Aim:
Revise the listing from the line containing "Please identify the bald" through the end of the listing, replacing "wooden plank" with "lumber board" and leaving all else unchanged. Return only those lines, and leave the pictures out of the answer.

— BEGIN Items —

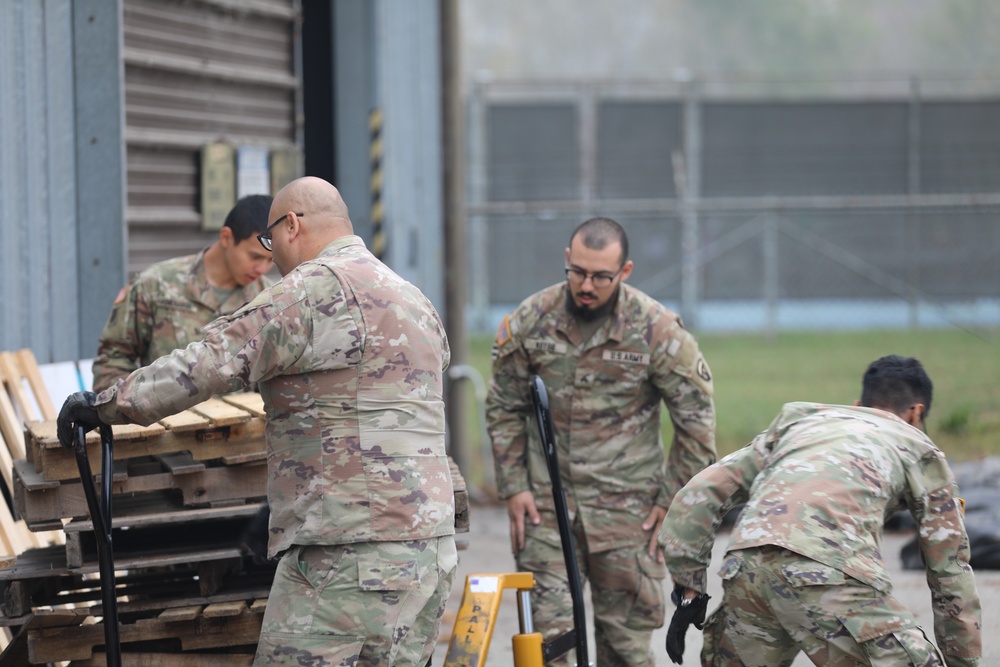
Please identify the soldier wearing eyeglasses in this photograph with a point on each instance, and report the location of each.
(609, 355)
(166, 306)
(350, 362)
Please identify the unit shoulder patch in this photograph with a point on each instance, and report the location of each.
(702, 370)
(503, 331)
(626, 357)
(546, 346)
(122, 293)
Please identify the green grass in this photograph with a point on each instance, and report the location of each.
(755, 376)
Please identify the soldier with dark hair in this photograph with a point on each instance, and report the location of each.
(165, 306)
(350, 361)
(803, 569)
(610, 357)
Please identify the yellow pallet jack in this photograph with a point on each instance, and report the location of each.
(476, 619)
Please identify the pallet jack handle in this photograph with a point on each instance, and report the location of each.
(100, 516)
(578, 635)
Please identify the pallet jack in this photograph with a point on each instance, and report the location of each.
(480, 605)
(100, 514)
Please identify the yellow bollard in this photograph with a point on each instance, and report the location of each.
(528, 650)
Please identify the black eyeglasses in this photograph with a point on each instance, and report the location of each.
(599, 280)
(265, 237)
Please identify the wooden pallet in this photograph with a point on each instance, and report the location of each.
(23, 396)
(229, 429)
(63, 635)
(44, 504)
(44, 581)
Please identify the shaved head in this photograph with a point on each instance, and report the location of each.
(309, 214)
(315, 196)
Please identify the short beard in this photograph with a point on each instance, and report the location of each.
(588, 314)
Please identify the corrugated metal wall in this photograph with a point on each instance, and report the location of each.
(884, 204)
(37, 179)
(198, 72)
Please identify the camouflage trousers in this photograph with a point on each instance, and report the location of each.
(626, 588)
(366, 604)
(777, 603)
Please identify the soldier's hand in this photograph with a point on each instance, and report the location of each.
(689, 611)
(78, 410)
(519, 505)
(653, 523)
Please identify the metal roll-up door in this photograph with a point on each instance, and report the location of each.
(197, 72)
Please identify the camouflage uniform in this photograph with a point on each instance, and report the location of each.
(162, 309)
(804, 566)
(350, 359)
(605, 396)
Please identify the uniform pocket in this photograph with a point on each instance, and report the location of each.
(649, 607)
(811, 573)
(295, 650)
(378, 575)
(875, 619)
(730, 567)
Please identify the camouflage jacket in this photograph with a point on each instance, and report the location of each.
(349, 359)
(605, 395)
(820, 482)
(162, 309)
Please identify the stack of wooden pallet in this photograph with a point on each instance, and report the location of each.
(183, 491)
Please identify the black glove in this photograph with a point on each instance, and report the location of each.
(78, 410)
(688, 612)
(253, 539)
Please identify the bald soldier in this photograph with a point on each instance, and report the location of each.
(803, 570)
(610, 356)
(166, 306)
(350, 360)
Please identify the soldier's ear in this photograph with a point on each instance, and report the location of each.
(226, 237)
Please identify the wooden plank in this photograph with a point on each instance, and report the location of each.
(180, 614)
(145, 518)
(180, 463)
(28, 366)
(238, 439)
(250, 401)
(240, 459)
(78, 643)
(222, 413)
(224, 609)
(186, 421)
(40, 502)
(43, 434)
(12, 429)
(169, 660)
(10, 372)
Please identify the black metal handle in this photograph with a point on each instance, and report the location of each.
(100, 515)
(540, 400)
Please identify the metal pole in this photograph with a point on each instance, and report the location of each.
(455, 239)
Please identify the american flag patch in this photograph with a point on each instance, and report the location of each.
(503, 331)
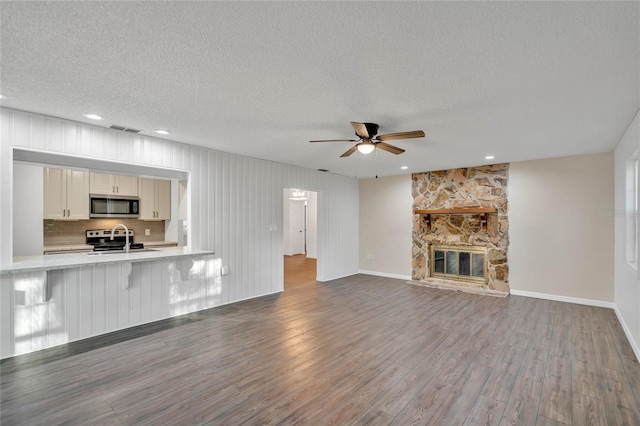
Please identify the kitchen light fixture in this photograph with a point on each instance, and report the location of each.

— END Items —

Answer to this exercise:
Please identify the bald soldier in this photograph with a point on each instance, and report the location of each.
(803, 570)
(610, 356)
(166, 306)
(350, 360)
Please identify the soldier's ear in this photograph with a point on each instance, and report the location of each.
(226, 237)
Please identify the lumber board in this photograph with a point on each instance, and report the location of each.
(180, 614)
(145, 518)
(180, 463)
(28, 366)
(238, 439)
(250, 401)
(240, 459)
(78, 643)
(222, 413)
(224, 609)
(186, 421)
(40, 502)
(43, 434)
(12, 429)
(169, 660)
(10, 372)
Please identify the black metal handle in this photograph with a point on each instance, and report the location of each.
(100, 515)
(540, 400)
Please identify the metal pole in this photograph with a point on each instance, and report the location of each.
(455, 239)
Please identify the american flag patch in this photograph with a point on each instance, and report the location of each.
(503, 331)
Please identify the kitchen light fixture in this photograph with a point on each instance, and report the location of each.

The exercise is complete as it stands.